From Evan Allgood at New York Mag:
A few years ago, psychological scientist Kurt Gray came across the final statements of 500 Texas inmates executed between 1982 and 2013. (The state’s Department of Criminal Justice posts them online.) As he read these inmates’ surprisingly sanguine last words, Gray wondered if their positivity was a fluke or part of a broader psychological trend.
So he conducted a study at the University of North Carolina, Chapel Hill, which compared the words of death row inmates and terminally ill patients to those simply imagining they were close to death. This research —published this summer in Psychological Science — suggests that while it’s natural to fear death in the abstract, the closer one actually gets to it, the more positive he or she becomes.
As with the terminally ill subjects, staring down death forced the inmates to rationalize — which often demands looking beyond oneself, to family or religion. Gray elaborates: “What we found in the last words is that people are really finding meaning in death: ‘I’m going to meet the people I care about,’ ‘I’m going to do something for Jesus.’ And telling their family and friends that they love them. Part of the reason they were so positive is because they were focused on other people.” More.
The article ends with a muted pitch for euthanasia (the Next Big Cause). But then what did you expect from the Cool who have very high expectations but never had enough children to meet their pension entitlements — and encouraged others not to do so either?
In reality, the people who aren’t frightened of death are generally those who aren’t frightened of life either.

DATASET –

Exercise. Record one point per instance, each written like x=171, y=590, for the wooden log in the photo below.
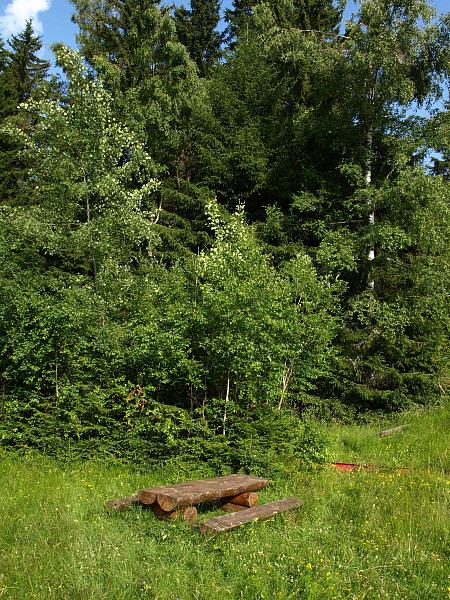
x=193, y=492
x=122, y=503
x=258, y=513
x=248, y=500
x=230, y=507
x=391, y=431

WHAT THE TASK REQUIRES – Retype, word for word, the part of the post on death row inmates' last words that opens with the words containing "As with the" and closes with "do so either?".

ANSWER BELOW –
As with the terminally ill subjects, staring down death forced the inmates to rationalize — which often demands looking beyond oneself, to family or religion. Gray elaborates: “What we found in the last words is that people are really finding meaning in death: ‘I’m going to meet the people I care about,’ ‘I’m going to do something for Jesus.’ And telling their family and friends that they love them. Part of the reason they were so positive is because they were focused on other people.” More.
The article ends with a muted pitch for euthanasia (the Next Big Cause). But then what did you expect from the Cool who have very high expectations but never had enough children to meet their pension entitlements — and encouraged others not to do so either?